For the entries below, the result should be an exact transcription of the lines from the one with "Please help the AR headset anchor on the main" up to and including the one with "Please help the AR headset anchor on the cabin", and only those.

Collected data
== == ==

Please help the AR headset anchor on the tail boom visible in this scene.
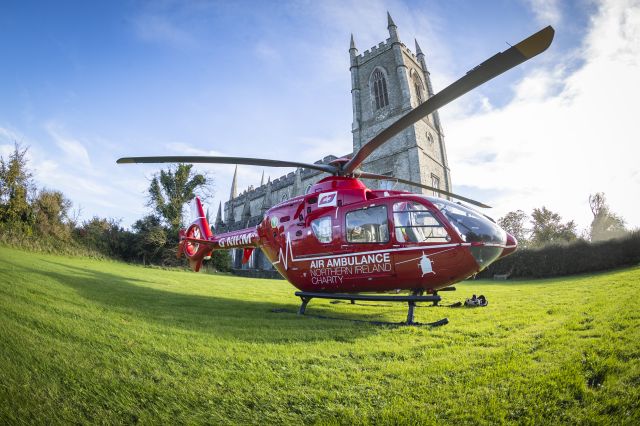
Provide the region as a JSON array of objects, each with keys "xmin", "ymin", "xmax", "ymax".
[{"xmin": 178, "ymin": 198, "xmax": 259, "ymax": 271}]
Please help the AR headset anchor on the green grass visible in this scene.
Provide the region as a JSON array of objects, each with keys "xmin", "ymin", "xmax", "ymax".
[{"xmin": 1, "ymin": 246, "xmax": 639, "ymax": 425}]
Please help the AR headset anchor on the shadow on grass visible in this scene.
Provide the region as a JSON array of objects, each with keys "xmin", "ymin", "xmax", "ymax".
[{"xmin": 12, "ymin": 260, "xmax": 382, "ymax": 343}]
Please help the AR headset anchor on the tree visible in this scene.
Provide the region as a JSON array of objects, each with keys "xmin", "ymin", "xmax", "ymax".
[
  {"xmin": 498, "ymin": 210, "xmax": 529, "ymax": 246},
  {"xmin": 530, "ymin": 206, "xmax": 577, "ymax": 247},
  {"xmin": 589, "ymin": 192, "xmax": 627, "ymax": 242},
  {"xmin": 132, "ymin": 215, "xmax": 167, "ymax": 265},
  {"xmin": 0, "ymin": 143, "xmax": 35, "ymax": 224},
  {"xmin": 32, "ymin": 189, "xmax": 72, "ymax": 240},
  {"xmin": 147, "ymin": 164, "xmax": 212, "ymax": 235}
]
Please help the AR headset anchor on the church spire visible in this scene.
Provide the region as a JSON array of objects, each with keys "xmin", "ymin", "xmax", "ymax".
[
  {"xmin": 215, "ymin": 201, "xmax": 222, "ymax": 227},
  {"xmin": 415, "ymin": 38, "xmax": 436, "ymax": 100},
  {"xmin": 414, "ymin": 38, "xmax": 423, "ymax": 56},
  {"xmin": 230, "ymin": 165, "xmax": 238, "ymax": 200},
  {"xmin": 387, "ymin": 12, "xmax": 399, "ymax": 41},
  {"xmin": 387, "ymin": 11, "xmax": 396, "ymax": 28},
  {"xmin": 349, "ymin": 33, "xmax": 358, "ymax": 68},
  {"xmin": 260, "ymin": 170, "xmax": 265, "ymax": 186}
]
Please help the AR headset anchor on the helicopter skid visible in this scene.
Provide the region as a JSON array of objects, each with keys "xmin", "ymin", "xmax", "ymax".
[{"xmin": 294, "ymin": 291, "xmax": 445, "ymax": 325}]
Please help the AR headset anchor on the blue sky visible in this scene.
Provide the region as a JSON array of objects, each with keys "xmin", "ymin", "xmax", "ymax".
[{"xmin": 1, "ymin": 0, "xmax": 638, "ymax": 232}]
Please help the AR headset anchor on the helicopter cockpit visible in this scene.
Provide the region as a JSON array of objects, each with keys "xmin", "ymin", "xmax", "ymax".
[
  {"xmin": 425, "ymin": 197, "xmax": 506, "ymax": 245},
  {"xmin": 426, "ymin": 197, "xmax": 508, "ymax": 269}
]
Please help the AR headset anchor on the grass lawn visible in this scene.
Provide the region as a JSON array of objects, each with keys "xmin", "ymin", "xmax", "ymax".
[{"xmin": 1, "ymin": 245, "xmax": 639, "ymax": 424}]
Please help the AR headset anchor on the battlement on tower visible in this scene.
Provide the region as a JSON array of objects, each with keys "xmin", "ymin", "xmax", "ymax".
[
  {"xmin": 357, "ymin": 38, "xmax": 391, "ymax": 63},
  {"xmin": 356, "ymin": 39, "xmax": 420, "ymax": 67}
]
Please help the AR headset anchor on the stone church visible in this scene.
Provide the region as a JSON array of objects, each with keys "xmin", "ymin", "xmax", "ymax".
[{"xmin": 215, "ymin": 13, "xmax": 452, "ymax": 273}]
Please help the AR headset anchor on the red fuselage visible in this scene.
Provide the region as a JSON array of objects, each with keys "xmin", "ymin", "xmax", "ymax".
[{"xmin": 188, "ymin": 176, "xmax": 516, "ymax": 294}]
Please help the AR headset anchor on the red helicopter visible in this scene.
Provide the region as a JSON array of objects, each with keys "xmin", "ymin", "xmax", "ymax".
[{"xmin": 118, "ymin": 26, "xmax": 554, "ymax": 324}]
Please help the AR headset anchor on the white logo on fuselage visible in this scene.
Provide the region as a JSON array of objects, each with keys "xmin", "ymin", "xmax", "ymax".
[
  {"xmin": 219, "ymin": 232, "xmax": 257, "ymax": 248},
  {"xmin": 419, "ymin": 252, "xmax": 435, "ymax": 276},
  {"xmin": 318, "ymin": 191, "xmax": 338, "ymax": 208}
]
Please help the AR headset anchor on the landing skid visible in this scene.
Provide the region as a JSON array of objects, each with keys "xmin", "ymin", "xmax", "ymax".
[{"xmin": 295, "ymin": 288, "xmax": 456, "ymax": 325}]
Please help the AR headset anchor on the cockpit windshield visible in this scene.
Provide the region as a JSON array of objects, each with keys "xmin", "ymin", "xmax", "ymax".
[{"xmin": 426, "ymin": 197, "xmax": 506, "ymax": 245}]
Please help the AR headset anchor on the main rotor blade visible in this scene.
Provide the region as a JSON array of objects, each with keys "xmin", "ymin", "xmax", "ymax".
[
  {"xmin": 117, "ymin": 156, "xmax": 339, "ymax": 174},
  {"xmin": 357, "ymin": 171, "xmax": 491, "ymax": 208},
  {"xmin": 343, "ymin": 26, "xmax": 554, "ymax": 175}
]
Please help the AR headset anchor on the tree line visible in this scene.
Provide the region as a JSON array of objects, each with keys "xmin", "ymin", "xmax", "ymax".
[
  {"xmin": 0, "ymin": 143, "xmax": 229, "ymax": 271},
  {"xmin": 482, "ymin": 192, "xmax": 639, "ymax": 278},
  {"xmin": 497, "ymin": 193, "xmax": 630, "ymax": 248},
  {"xmin": 1, "ymin": 143, "xmax": 636, "ymax": 276}
]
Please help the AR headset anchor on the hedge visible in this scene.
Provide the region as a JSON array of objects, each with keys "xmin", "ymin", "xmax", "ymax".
[{"xmin": 479, "ymin": 231, "xmax": 640, "ymax": 279}]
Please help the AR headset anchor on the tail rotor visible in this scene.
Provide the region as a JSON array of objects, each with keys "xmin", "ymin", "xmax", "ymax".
[{"xmin": 178, "ymin": 197, "xmax": 213, "ymax": 271}]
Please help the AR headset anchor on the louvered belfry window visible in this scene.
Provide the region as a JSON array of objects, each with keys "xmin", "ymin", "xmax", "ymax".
[
  {"xmin": 372, "ymin": 70, "xmax": 389, "ymax": 110},
  {"xmin": 414, "ymin": 75, "xmax": 424, "ymax": 104}
]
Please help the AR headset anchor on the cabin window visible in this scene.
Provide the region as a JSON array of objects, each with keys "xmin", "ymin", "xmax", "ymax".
[
  {"xmin": 311, "ymin": 216, "xmax": 332, "ymax": 243},
  {"xmin": 346, "ymin": 205, "xmax": 389, "ymax": 243},
  {"xmin": 393, "ymin": 201, "xmax": 449, "ymax": 243}
]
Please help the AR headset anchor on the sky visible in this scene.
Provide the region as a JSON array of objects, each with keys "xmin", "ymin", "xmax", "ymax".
[{"xmin": 1, "ymin": 0, "xmax": 638, "ymax": 234}]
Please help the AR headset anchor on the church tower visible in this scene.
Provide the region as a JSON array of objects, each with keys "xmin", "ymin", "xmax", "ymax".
[{"xmin": 350, "ymin": 13, "xmax": 451, "ymax": 194}]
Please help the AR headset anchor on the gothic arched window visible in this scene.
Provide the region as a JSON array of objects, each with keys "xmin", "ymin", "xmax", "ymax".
[
  {"xmin": 413, "ymin": 74, "xmax": 424, "ymax": 105},
  {"xmin": 372, "ymin": 69, "xmax": 389, "ymax": 110}
]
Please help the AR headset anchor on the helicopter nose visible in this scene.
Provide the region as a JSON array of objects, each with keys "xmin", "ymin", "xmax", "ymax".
[{"xmin": 499, "ymin": 233, "xmax": 518, "ymax": 258}]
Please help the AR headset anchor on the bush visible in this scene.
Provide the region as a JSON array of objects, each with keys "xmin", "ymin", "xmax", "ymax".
[
  {"xmin": 479, "ymin": 231, "xmax": 640, "ymax": 279},
  {"xmin": 75, "ymin": 217, "xmax": 136, "ymax": 260}
]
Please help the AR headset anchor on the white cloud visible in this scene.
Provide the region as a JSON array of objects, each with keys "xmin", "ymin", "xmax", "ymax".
[
  {"xmin": 0, "ymin": 126, "xmax": 35, "ymax": 163},
  {"xmin": 298, "ymin": 135, "xmax": 353, "ymax": 162},
  {"xmin": 443, "ymin": 0, "xmax": 640, "ymax": 229},
  {"xmin": 45, "ymin": 121, "xmax": 91, "ymax": 168},
  {"xmin": 524, "ymin": 0, "xmax": 562, "ymax": 26},
  {"xmin": 0, "ymin": 122, "xmax": 150, "ymax": 225},
  {"xmin": 0, "ymin": 126, "xmax": 25, "ymax": 144},
  {"xmin": 0, "ymin": 144, "xmax": 13, "ymax": 158}
]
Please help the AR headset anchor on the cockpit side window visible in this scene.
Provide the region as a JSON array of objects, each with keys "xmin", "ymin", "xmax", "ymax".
[
  {"xmin": 311, "ymin": 216, "xmax": 332, "ymax": 243},
  {"xmin": 346, "ymin": 205, "xmax": 389, "ymax": 243},
  {"xmin": 393, "ymin": 201, "xmax": 450, "ymax": 243}
]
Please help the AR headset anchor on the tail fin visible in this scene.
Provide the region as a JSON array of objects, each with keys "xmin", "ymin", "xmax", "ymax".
[{"xmin": 178, "ymin": 197, "xmax": 214, "ymax": 272}]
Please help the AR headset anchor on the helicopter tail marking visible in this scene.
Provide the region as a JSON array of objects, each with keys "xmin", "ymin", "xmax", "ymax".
[{"xmin": 273, "ymin": 232, "xmax": 294, "ymax": 271}]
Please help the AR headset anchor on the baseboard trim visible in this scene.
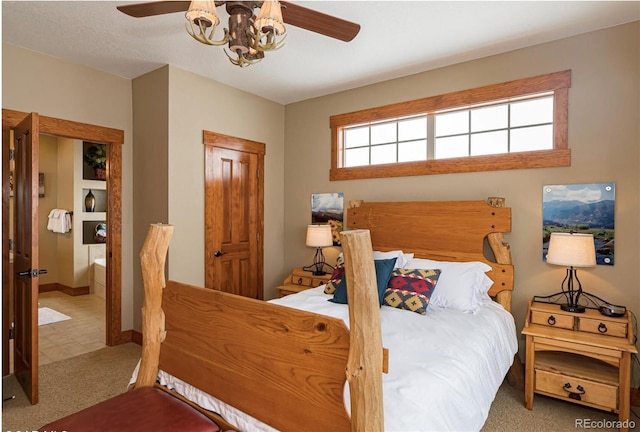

== == ==

■ YOUR SOLUTION:
Please help the AR headset anchor on the main rotor blade visible in this scene.
Provide the region as a JSON array of objects, each with keys "xmin", "ymin", "xmax", "ymax".
[
  {"xmin": 117, "ymin": 156, "xmax": 339, "ymax": 174},
  {"xmin": 357, "ymin": 171, "xmax": 491, "ymax": 208},
  {"xmin": 343, "ymin": 26, "xmax": 554, "ymax": 175}
]
Please help the AR headset anchor on the tree line visible in this scene.
Provide the region as a JSON array of objects, each with keys "xmin", "ymin", "xmax", "ymax".
[
  {"xmin": 0, "ymin": 143, "xmax": 229, "ymax": 271},
  {"xmin": 482, "ymin": 192, "xmax": 639, "ymax": 278},
  {"xmin": 497, "ymin": 193, "xmax": 630, "ymax": 248},
  {"xmin": 1, "ymin": 143, "xmax": 636, "ymax": 276}
]
Please help the AR headset anchor on the hedge visible in this scene.
Provide the region as a JSON array of objects, each with keys "xmin", "ymin", "xmax", "ymax".
[{"xmin": 479, "ymin": 231, "xmax": 640, "ymax": 279}]
Please help the AR headset anchor on the tail rotor visible in this scene.
Provide the region as a JSON array of objects, each with keys "xmin", "ymin", "xmax", "ymax".
[{"xmin": 178, "ymin": 197, "xmax": 213, "ymax": 271}]
Please help the AR headset anchor on the louvered belfry window visible in this scene.
Provide the region as a JSON array of objects, each with keys "xmin", "ymin", "xmax", "ymax".
[
  {"xmin": 372, "ymin": 70, "xmax": 389, "ymax": 110},
  {"xmin": 414, "ymin": 75, "xmax": 424, "ymax": 104}
]
Please help the AR headset anchor on the cabin window visible in this scene.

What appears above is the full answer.